Content starts
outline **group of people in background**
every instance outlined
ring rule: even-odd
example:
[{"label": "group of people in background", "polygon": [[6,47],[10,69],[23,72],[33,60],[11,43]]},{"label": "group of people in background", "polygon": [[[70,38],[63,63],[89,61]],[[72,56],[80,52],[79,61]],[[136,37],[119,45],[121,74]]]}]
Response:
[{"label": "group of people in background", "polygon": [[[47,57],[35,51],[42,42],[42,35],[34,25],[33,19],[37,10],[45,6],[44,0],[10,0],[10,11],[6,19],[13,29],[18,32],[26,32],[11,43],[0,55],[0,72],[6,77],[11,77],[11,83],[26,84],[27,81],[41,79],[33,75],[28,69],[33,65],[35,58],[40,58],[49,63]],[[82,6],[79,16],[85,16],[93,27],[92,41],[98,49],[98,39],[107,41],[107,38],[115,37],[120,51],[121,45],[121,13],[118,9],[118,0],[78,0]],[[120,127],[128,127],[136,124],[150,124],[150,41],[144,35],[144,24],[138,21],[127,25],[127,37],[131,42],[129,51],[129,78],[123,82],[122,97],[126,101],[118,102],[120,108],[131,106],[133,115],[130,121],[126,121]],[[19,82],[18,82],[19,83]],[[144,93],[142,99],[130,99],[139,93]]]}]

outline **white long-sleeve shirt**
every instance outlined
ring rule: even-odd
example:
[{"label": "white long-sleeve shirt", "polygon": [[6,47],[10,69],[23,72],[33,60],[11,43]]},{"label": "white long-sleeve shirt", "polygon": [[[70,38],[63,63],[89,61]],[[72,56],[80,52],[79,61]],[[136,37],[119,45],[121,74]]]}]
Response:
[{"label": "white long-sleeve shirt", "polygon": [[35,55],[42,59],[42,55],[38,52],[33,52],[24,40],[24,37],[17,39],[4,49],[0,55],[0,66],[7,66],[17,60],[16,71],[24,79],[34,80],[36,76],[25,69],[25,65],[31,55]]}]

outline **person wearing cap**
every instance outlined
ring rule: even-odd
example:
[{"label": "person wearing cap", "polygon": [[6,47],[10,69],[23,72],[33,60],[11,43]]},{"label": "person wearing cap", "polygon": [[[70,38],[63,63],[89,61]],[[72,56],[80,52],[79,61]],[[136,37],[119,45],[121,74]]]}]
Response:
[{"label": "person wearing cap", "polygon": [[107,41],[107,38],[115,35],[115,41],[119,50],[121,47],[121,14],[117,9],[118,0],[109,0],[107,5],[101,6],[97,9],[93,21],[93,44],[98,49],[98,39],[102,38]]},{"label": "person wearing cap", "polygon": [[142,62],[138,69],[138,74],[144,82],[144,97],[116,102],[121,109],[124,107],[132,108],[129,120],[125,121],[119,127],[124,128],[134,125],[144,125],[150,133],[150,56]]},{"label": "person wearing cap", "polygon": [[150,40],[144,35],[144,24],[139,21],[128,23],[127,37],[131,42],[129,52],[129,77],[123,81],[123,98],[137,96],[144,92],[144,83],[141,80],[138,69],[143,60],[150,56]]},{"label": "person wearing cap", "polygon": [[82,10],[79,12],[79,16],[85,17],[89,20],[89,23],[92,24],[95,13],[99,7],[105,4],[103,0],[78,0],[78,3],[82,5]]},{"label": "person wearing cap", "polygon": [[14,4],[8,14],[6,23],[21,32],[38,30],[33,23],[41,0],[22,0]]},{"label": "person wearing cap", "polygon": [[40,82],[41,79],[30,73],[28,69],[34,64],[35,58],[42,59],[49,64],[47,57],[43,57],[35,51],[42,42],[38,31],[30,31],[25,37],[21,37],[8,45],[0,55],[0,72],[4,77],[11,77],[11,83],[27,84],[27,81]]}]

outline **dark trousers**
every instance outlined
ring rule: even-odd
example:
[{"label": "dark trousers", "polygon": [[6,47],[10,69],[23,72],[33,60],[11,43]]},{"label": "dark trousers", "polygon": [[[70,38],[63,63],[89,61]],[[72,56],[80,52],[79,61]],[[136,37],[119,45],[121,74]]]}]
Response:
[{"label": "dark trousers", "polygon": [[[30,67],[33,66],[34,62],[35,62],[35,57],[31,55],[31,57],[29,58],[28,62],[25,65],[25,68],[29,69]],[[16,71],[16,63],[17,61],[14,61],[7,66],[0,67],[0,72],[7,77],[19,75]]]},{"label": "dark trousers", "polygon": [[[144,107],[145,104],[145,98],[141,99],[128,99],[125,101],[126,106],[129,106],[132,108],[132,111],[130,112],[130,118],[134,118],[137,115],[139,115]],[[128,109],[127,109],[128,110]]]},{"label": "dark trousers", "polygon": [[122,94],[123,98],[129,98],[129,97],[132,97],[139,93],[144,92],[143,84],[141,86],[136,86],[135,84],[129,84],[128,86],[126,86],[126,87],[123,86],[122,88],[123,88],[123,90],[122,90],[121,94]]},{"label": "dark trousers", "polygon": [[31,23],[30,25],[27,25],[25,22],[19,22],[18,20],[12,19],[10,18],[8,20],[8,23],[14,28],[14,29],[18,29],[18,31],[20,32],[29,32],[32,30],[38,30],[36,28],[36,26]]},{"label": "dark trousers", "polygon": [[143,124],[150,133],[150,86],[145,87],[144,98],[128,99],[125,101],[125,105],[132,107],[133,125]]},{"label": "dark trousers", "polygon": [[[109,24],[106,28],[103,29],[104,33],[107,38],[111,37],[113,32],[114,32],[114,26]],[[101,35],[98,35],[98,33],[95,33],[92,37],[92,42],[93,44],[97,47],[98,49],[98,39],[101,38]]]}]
Content ends
— Task requirements —
Print each record word for word.

— Exercise result —
outline **group of people in background**
every instance outlined
ring rule: even-odd
example:
[{"label": "group of people in background", "polygon": [[6,47],[10,69],[23,72],[33,60],[11,43]]},{"label": "group of people in background", "polygon": [[[70,38],[63,63],[89,61]],[[72,56],[80,52],[79,61]],[[136,37],[119,45],[121,74]]]}]
Response:
[{"label": "group of people in background", "polygon": [[[47,57],[35,51],[42,42],[42,35],[34,25],[33,19],[37,10],[45,6],[44,0],[10,0],[10,11],[6,19],[13,29],[18,32],[26,32],[11,43],[0,55],[0,72],[6,77],[11,77],[11,83],[26,84],[27,81],[41,79],[33,75],[28,69],[33,65],[35,58],[40,58],[49,63]],[[82,6],[79,16],[85,16],[93,27],[92,41],[98,49],[98,39],[107,41],[107,38],[115,37],[120,51],[121,45],[121,13],[118,9],[118,0],[78,0]],[[120,127],[128,127],[136,124],[150,124],[150,41],[144,35],[144,24],[138,21],[127,25],[127,37],[131,42],[129,51],[129,78],[123,82],[122,97],[126,101],[118,102],[120,108],[131,106],[133,115],[130,121],[126,121]],[[19,82],[18,82],[19,83]],[[144,93],[142,99],[130,99],[139,93]]]}]

outline **white long-sleeve shirt**
every instance outlined
ring rule: even-odd
example:
[{"label": "white long-sleeve shirt", "polygon": [[6,47],[10,69],[23,72],[33,60],[11,43]]},{"label": "white long-sleeve shirt", "polygon": [[[70,38],[63,63],[89,61]],[[72,56],[80,52],[79,61]],[[136,37],[119,45],[121,74]]]}]
Response:
[{"label": "white long-sleeve shirt", "polygon": [[35,55],[42,59],[42,55],[38,52],[33,52],[24,40],[24,37],[17,39],[4,49],[0,55],[0,66],[7,66],[17,60],[16,71],[24,79],[34,80],[36,76],[25,69],[25,65],[31,55]]}]

outline **person wearing cap**
every instance outlined
ring rule: even-odd
example:
[{"label": "person wearing cap", "polygon": [[6,47],[10,69],[23,72],[33,60],[11,43]]},{"label": "person wearing cap", "polygon": [[[70,38],[63,63],[89,61]],[[72,56],[80,52],[79,61]],[[136,37],[119,45],[121,74]]]}]
Response:
[{"label": "person wearing cap", "polygon": [[107,41],[107,38],[115,35],[115,41],[119,50],[121,47],[121,14],[117,9],[118,0],[109,0],[107,5],[101,6],[97,9],[93,21],[93,44],[98,49],[98,39],[102,38]]},{"label": "person wearing cap", "polygon": [[142,62],[138,69],[138,74],[144,82],[144,97],[116,102],[121,109],[124,107],[132,108],[129,120],[125,121],[119,127],[124,128],[134,125],[144,125],[150,133],[150,56]]},{"label": "person wearing cap", "polygon": [[150,40],[144,35],[144,24],[139,21],[128,23],[127,37],[131,42],[129,52],[129,77],[123,81],[123,98],[137,96],[144,92],[144,83],[141,80],[138,69],[143,60],[150,56]]},{"label": "person wearing cap", "polygon": [[82,10],[79,12],[79,16],[85,17],[89,20],[89,23],[92,24],[95,13],[99,7],[105,4],[103,0],[78,0],[78,3],[82,5]]},{"label": "person wearing cap", "polygon": [[14,4],[8,14],[6,23],[21,32],[38,30],[33,23],[41,0],[22,0]]},{"label": "person wearing cap", "polygon": [[40,82],[41,79],[30,73],[28,69],[34,64],[35,58],[42,59],[49,64],[47,57],[43,57],[35,51],[42,42],[38,31],[30,31],[25,37],[21,37],[8,45],[0,55],[0,72],[4,77],[11,77],[11,83],[27,84],[27,81]]}]

outline **dark trousers**
every instance outlined
ring rule: even-odd
example:
[{"label": "dark trousers", "polygon": [[6,47],[10,69],[23,72],[33,60],[11,43]]},{"label": "dark trousers", "polygon": [[[70,38],[63,63],[89,61]],[[72,56],[80,52],[79,61]],[[136,37],[119,45],[121,74]]]}]
Response:
[{"label": "dark trousers", "polygon": [[[30,67],[33,66],[34,62],[35,62],[35,57],[31,55],[31,57],[29,58],[28,62],[25,65],[25,68],[29,69]],[[16,71],[16,63],[17,61],[14,61],[7,66],[0,67],[0,72],[7,77],[19,75]]]},{"label": "dark trousers", "polygon": [[[144,107],[145,104],[145,98],[141,99],[128,99],[125,101],[126,106],[129,106],[132,108],[132,111],[130,112],[130,118],[134,118],[137,115],[139,115]],[[128,109],[127,109],[128,110]]]},{"label": "dark trousers", "polygon": [[122,94],[123,98],[129,98],[129,97],[132,97],[139,93],[144,92],[143,84],[141,86],[136,86],[135,84],[129,84],[128,86],[126,86],[126,87],[123,86],[122,88],[123,88],[123,90],[122,90],[121,94]]},{"label": "dark trousers", "polygon": [[31,23],[30,25],[27,25],[25,22],[19,22],[18,20],[12,19],[10,18],[8,20],[8,23],[14,28],[14,29],[18,29],[18,31],[20,32],[29,32],[32,30],[38,30],[36,28],[36,26]]},{"label": "dark trousers", "polygon": [[143,124],[150,133],[150,86],[145,87],[144,98],[128,99],[125,101],[125,105],[132,107],[133,125]]},{"label": "dark trousers", "polygon": [[[109,24],[106,28],[103,29],[104,33],[107,38],[111,37],[113,32],[114,32],[114,26]],[[101,35],[98,35],[98,33],[95,33],[92,37],[92,42],[93,44],[97,47],[98,49],[98,39],[101,38]]]}]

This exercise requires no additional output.